* Task description
Copy every one of the entries below verbatim, and leave the pictures out of your answer.

* Task inputs
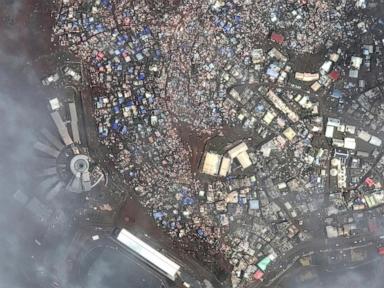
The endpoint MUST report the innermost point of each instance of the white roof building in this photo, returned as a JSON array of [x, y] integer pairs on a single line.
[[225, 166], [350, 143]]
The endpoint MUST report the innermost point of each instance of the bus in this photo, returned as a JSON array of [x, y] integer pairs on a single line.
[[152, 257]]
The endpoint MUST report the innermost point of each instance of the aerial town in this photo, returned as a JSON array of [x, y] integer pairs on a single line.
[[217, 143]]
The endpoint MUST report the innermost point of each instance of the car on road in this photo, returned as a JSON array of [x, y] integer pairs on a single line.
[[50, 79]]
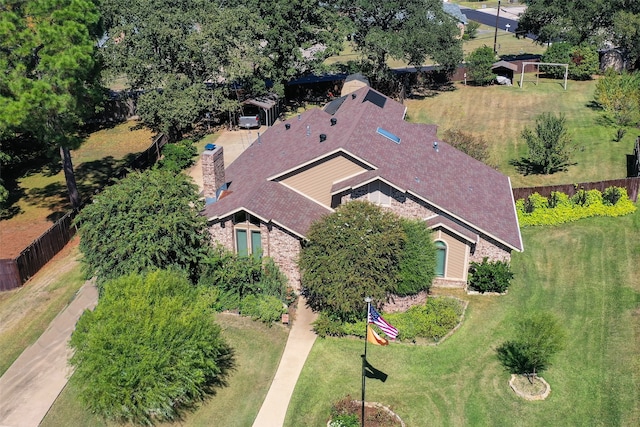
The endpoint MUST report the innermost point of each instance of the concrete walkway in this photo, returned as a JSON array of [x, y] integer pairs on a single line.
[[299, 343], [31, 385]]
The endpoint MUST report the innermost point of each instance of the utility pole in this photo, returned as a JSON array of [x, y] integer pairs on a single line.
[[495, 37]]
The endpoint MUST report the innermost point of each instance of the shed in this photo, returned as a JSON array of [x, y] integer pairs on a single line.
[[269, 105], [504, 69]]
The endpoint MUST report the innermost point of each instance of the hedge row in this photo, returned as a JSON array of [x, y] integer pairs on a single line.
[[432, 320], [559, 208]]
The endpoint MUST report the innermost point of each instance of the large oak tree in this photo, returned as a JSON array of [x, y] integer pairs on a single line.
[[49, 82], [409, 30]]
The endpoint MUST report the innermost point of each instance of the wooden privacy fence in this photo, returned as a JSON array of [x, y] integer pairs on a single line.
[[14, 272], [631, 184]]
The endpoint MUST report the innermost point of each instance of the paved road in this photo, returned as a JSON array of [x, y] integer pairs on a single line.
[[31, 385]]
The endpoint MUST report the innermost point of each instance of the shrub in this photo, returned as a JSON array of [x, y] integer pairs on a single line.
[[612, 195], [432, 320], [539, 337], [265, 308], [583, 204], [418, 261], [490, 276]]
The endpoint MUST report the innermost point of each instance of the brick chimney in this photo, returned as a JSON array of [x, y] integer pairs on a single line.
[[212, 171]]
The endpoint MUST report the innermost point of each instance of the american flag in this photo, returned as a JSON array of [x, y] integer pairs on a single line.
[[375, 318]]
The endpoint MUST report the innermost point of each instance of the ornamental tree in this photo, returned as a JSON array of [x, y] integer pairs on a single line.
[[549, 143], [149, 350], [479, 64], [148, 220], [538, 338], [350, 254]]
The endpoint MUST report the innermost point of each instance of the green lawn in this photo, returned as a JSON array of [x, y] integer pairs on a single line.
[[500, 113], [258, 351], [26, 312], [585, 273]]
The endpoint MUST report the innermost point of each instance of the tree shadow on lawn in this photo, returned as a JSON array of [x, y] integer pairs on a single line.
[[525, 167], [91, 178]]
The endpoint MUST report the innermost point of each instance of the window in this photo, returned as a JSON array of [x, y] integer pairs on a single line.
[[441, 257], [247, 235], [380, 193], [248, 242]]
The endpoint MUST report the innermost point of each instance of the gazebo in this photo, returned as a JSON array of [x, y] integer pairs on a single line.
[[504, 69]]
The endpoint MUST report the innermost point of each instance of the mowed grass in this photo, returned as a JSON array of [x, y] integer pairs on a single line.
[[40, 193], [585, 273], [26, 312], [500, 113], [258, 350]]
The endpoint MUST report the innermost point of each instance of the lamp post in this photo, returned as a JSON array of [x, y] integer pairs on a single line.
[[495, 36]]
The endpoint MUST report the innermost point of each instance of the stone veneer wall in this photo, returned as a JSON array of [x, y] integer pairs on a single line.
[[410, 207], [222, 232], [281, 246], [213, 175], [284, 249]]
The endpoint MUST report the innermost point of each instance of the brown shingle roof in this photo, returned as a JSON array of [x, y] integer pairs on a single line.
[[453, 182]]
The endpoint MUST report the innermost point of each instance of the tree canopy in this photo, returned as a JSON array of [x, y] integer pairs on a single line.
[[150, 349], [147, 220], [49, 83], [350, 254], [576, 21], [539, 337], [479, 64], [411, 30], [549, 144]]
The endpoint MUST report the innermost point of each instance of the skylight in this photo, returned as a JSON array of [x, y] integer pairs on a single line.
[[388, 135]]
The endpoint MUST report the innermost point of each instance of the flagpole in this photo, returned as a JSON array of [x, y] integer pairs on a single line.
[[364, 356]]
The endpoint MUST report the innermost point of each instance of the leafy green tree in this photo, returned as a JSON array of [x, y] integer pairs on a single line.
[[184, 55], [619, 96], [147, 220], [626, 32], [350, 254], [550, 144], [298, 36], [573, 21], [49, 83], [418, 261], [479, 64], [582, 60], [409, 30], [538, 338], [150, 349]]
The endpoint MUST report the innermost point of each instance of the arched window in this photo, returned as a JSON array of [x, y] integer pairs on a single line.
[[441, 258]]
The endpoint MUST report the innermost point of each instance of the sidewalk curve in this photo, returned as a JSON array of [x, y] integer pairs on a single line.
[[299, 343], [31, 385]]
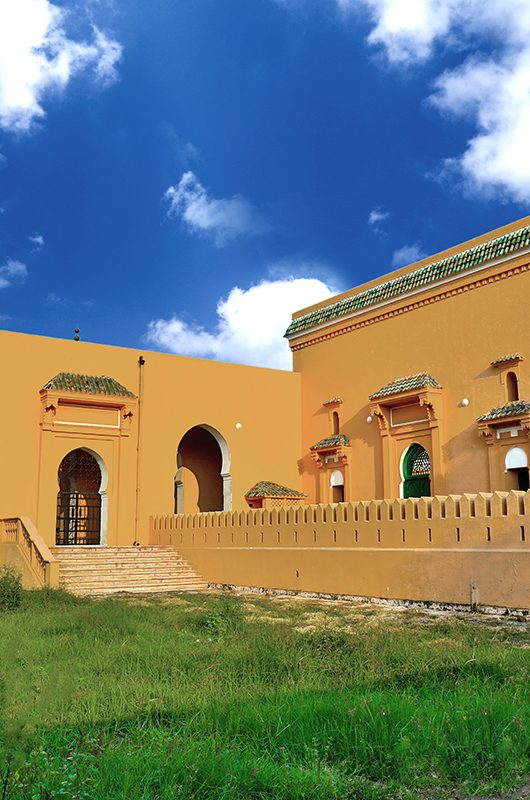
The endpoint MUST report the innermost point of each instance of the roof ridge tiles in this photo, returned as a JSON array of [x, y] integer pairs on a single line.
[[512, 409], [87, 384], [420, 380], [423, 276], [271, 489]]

* Reply to the exercise
The endpoint MUST report the innermost point of each instance of the white roof building in this photo, returned as a JSON array of [x, y] integer pairs on a single line.
[[225, 166], [350, 143]]
The endpoint MUST report the innermost point of each instance of the bus in this photo, returned as a JSON array of [x, y] integer pairs on a single line.
[[152, 257]]
The endpoint MUST report the innermost point of each instance of the aerial town in this photo, returned as a JSON array of [x, y] integer pairs on a single line.
[[217, 143]]
The endpoint MUST report the innermost point of each instance of the car on road in this photo, returned as a JSON array of [x, y] integer pairs on a single line.
[[50, 79]]
The endpoint MUST report the innermost point of each instance of the concrete walkway in this photo, returned as a JSON array of [x, y] integer pairs on a single line.
[[299, 343], [31, 385]]
The endpoint MUST report the innermost point of each instance of the utility pole in this photo, returned as a JSON array of [x, y] integer pairs on a single line.
[[495, 37]]
The endpoint MUST report the innermost point of each instance of the shed in this photo, returned as a JSON array of [x, y] integer pairs on a single line.
[[269, 105], [504, 69]]
The endpoint MUST report the innermost point of each instance of the hedge row in this photo, returned as a JSON array of [x, y] integer pairs on a single line.
[[432, 320], [559, 208]]
The endpoint MUST report the innermost point of each instance of the large oak tree in this photo, returned as a JSON array of [x, y] integer pairs on a single line.
[[49, 82], [409, 30]]
The endpoint MUST report the innermost point of each instance of the wooden privacy fence in this photo, returned as a JSON array of [x, y] integer pairs on a single line.
[[14, 272], [631, 184]]
The endpoint MUST report the innermost point of each instance of the paved road in this photo, returned as a JSON array of [x, y] integer pairs on a single line.
[[31, 385]]
The endpoint MUST report the innermost point of each instance of the shrub in this photo, returned as a JSON array of [x, y] integer pairs on a single line.
[[612, 195], [432, 320], [539, 337], [265, 308], [583, 204], [418, 261], [490, 276]]
The endpoint MUST report the innermost point of each instance of the brick chimney in this photo, returned as a JSON array of [x, y] integer pairs on a single line.
[[212, 171]]
The endpoint MUST report the innermost point of each instance of the american flag in this photo, returned as a JSON array of [x, y] integer pairs on a single line.
[[375, 318]]
The endpoint MUST report the innermost point of each instance of the ornamental tree in this photo, returned as a JSON array of [x, y] integer pairs on a single line.
[[549, 143], [149, 350], [479, 64], [148, 220], [538, 338], [350, 254]]
The endpoint MUST report the innermost point of each instance of the green lawn in this photo, returned as a JSON array of [x, y] integer pairs on a single line.
[[500, 113], [258, 351], [26, 312], [585, 273]]
The endpoint MUST report the innermost point of each instance of the tree shadow on lawn in this photo, returned as a JSON array of [x, y] integer pairs on a single line.
[[525, 167], [91, 178]]
The endpoint MUST report the innermost point of each instance of the window in this photo, returned as a JSON array of [x, y] integer pairs on a single line.
[[441, 257], [247, 235], [380, 193], [248, 242]]
The endpoint MUST report the innermost point of each instance of the gazebo in this photo, returned as a JSON array of [x, y] integer pairs on a single line.
[[504, 69]]
The endpoint MUST report the innermost point of each instance of the mowed grass in this photo, returned as a JSON array of [x, y] integer pairs on a single line.
[[40, 193], [585, 273], [26, 312], [500, 113], [258, 350]]
The endpoint MUST report the innermost point of each instance of the lamp post in this photo, returned as a JSON array of [x, y] integer pairs on a single line.
[[495, 36]]
The endpoint MUST report the innermost point of each instance of the stone veneer wall in this photo, returned as a JSON array of [x, y] integer pairs on a single line.
[[410, 207], [222, 232], [281, 246], [213, 175], [284, 249]]
The endpoint MUST report the innermost point of each instance of the brown shingle roof in this photo, returned as a JSON array of [x, y] integer pairs on a single line.
[[453, 182]]
The endpoint MUST report the innermost point of each instance of the tree canopy in this photo, returned as a JSON array of [x, y] integer pairs on a single line.
[[150, 349], [147, 220], [49, 83], [350, 254], [576, 21], [539, 337], [479, 64], [411, 30], [549, 144]]
The endpoint MUST report the innermost point of each instance of the skylight in this photo, returned as a JSON array of [x, y] integer pairs on a single line.
[[388, 135]]
The endpoint MUST report the innermost point of each instance of the flagpole in this photo, returned as a JSON array of [x, y] integer pairs on a single line.
[[364, 356]]
The endpoint MUST report the innermost point of each instance of the leafy green tree in this photo, returned as a JSON array of [x, y] integer pairs on a single line.
[[184, 55], [619, 96], [147, 220], [626, 32], [350, 254], [550, 144], [298, 36], [573, 21], [49, 83], [418, 261], [479, 64], [582, 60], [409, 30], [538, 338], [150, 349]]
The endpoint MUST report the innermost point of each instance of the arched window in this photo, returned as a JSON array of [x, y] integer pairs on a single line.
[[441, 258]]
The endpoint MUST report the innermost point of each instance of the sidewalk curve in this photo, returned as a JSON array of [x, y] integer pairs on a single line.
[[299, 343], [31, 385]]
The endpoint MUST report the innermost point of each instance of the roof ridge tiles in this photo, returned as a JSON array of [x, y] integer pairs on a single line.
[[512, 409], [87, 384], [420, 380], [423, 276], [271, 489]]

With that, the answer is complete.